[TASK TO CARRY OUT]: Each entry is to be given again precisely, and no picture may be carried over.

[Dataset entries]
▼

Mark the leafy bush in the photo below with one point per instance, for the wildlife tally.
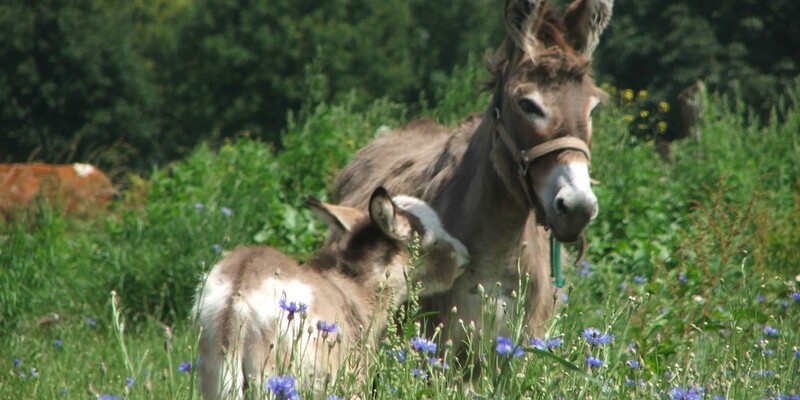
(73, 85)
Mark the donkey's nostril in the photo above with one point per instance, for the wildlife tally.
(561, 206)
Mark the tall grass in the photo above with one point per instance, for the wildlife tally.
(691, 268)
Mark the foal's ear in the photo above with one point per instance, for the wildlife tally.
(585, 21)
(384, 213)
(337, 217)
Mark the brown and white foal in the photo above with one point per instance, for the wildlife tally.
(261, 313)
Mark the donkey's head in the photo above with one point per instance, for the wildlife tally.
(544, 96)
(376, 245)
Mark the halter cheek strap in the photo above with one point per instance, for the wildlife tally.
(523, 159)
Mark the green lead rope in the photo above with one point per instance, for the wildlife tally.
(555, 262)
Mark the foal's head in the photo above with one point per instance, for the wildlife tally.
(544, 91)
(374, 246)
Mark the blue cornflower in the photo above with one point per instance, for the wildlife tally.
(538, 344)
(423, 345)
(438, 363)
(283, 387)
(679, 393)
(770, 331)
(629, 381)
(292, 307)
(185, 366)
(586, 269)
(505, 347)
(764, 373)
(554, 342)
(595, 338)
(594, 362)
(326, 327)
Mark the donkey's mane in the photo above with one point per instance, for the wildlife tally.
(556, 62)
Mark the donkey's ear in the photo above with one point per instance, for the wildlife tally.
(522, 19)
(384, 213)
(337, 217)
(585, 21)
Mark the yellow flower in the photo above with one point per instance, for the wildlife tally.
(627, 94)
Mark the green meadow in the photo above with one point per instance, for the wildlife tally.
(689, 290)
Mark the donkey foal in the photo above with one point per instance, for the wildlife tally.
(261, 314)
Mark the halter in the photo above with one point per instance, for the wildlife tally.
(523, 158)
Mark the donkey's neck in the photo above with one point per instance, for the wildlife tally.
(484, 209)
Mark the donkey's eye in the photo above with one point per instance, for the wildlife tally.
(530, 107)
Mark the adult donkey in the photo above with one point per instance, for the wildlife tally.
(513, 174)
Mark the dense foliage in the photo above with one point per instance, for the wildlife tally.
(74, 84)
(141, 84)
(691, 265)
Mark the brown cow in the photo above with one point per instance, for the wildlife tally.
(77, 188)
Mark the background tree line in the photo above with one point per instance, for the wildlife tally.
(142, 82)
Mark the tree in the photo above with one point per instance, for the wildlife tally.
(73, 85)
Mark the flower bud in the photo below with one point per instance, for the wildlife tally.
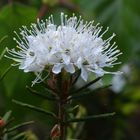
(55, 132)
(2, 123)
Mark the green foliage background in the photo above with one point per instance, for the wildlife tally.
(123, 18)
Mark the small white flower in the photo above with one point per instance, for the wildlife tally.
(70, 46)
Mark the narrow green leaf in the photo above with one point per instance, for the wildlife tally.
(6, 71)
(7, 115)
(86, 86)
(2, 54)
(19, 136)
(83, 94)
(40, 95)
(91, 117)
(35, 108)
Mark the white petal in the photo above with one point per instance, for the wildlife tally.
(84, 74)
(57, 68)
(70, 68)
(66, 59)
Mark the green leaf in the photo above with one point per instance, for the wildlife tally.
(91, 117)
(18, 126)
(7, 116)
(40, 110)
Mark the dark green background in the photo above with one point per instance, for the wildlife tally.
(123, 18)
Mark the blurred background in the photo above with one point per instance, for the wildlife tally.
(123, 18)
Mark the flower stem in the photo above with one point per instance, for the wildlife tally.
(62, 117)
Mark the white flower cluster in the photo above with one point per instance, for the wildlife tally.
(73, 45)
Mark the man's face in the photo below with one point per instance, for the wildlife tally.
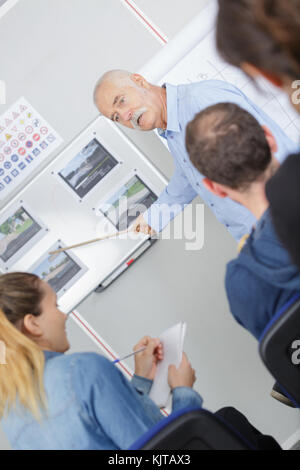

▲

[ANSWER AREA]:
Mark the leafy bush in the photo below with one point per instance, for the wildlife tally.
(73, 85)
Mark the donkey's nostril in the photo above with one point per instance, for the wildlife tally.
(561, 206)
Mark the tall grass in the photo above with one point per instance, for the wildlife tally.
(691, 268)
Mark the foal's ear in the photo above with one point per instance, for the wildlife tally.
(585, 21)
(384, 213)
(337, 217)
Mark the brown and white foal in the photo above with one point per instance, for the wildlife tally.
(261, 313)
Mark the donkey's head in the photo above with one point per instance, for the wildlife tally.
(544, 96)
(376, 245)
Mark the halter cheek strap in the photo above with one point per instance, for the wildlife tally.
(523, 159)
Mark the green lead rope in the photo above with one point per instance, for the wildlife tally.
(555, 262)
Mark the foal's head in the photo above with one point per instance, for the wildlife tally.
(544, 91)
(374, 246)
Mark the blue cornflower in the photo above with one point per instance, for the wildlife tally.
(538, 344)
(423, 345)
(438, 363)
(283, 387)
(679, 393)
(770, 331)
(629, 381)
(292, 307)
(185, 366)
(586, 269)
(505, 347)
(764, 373)
(554, 342)
(595, 338)
(594, 362)
(326, 327)
Mark the donkey's mane in the photo above with one point per instance, for the wildlife tally.
(556, 62)
Mark the donkey's ear in the photo above with one point per instance, for the wildlife tally.
(522, 19)
(384, 213)
(337, 217)
(585, 21)
Mark the yellow flower in the photo above with one point per instance, for the wildlife tally.
(627, 94)
Mark the green meadow in the photo above with one point per instance, for the wildlife tally.
(689, 290)
Mark the donkey foal in the photo above with one point per instance, for the wildlife tally.
(261, 314)
Mark the halter in the photo above with one point per instance, for the wildlife tally.
(523, 158)
Mark the donkey's neck in the photo above with one point per instance, for the wildlife tally.
(484, 209)
Mark the donkey's eye in the photo above with one point per instance, for the wildlife tally.
(530, 107)
Mark the adult donkey in the photo above with one point per instance, for the wildlife tally.
(513, 174)
Mark the dense foliage in the photo above with one point per instance, for the wildlife tally.
(74, 84)
(141, 84)
(691, 265)
Mark the brown cow in the photo above with one point per instance, for the wildlife tally.
(77, 188)
Mark the background tree line in the photo above with one point per instance, for the wildlife tally.
(142, 82)
Mark the tree in the photo above with one point per instance, for the wildlife tally.
(73, 85)
Mark the flower bud in the photo below with one point per instance, for the wildlife tally.
(55, 132)
(2, 123)
Mark the green foliage background in the photo above with one point per instance, for the wildlife tally.
(123, 18)
Mark the small white flower in the photo above with one point per instance, for the wildlife tally.
(70, 46)
Mark the narrow green leaf in the photo above with one point per instance, for the wildlife tally.
(6, 71)
(7, 115)
(86, 86)
(2, 54)
(19, 136)
(83, 94)
(40, 95)
(91, 117)
(35, 108)
Mark the white petal in the photo above with one point per instance, for the wildlife tally.
(84, 74)
(57, 68)
(70, 68)
(66, 59)
Mark the green leaf in the photo above with one point per instance, for the wildlife tally.
(91, 117)
(18, 126)
(7, 116)
(40, 110)
Mark the dark green background in the photo above with one point per instance, for the wildlife tally.
(123, 18)
Mark the blurred background in the photo above with one point per instance, for the wildlife tally.
(123, 18)
Mark the flower stem in the photo above with one point per instance, for the wildlife tally.
(62, 117)
Mark the white flower cluster in the photo above with one point per instance, for the wildlife tally.
(73, 45)
Mark the man's face in the photo below with one point per instance, for the wildlife tally.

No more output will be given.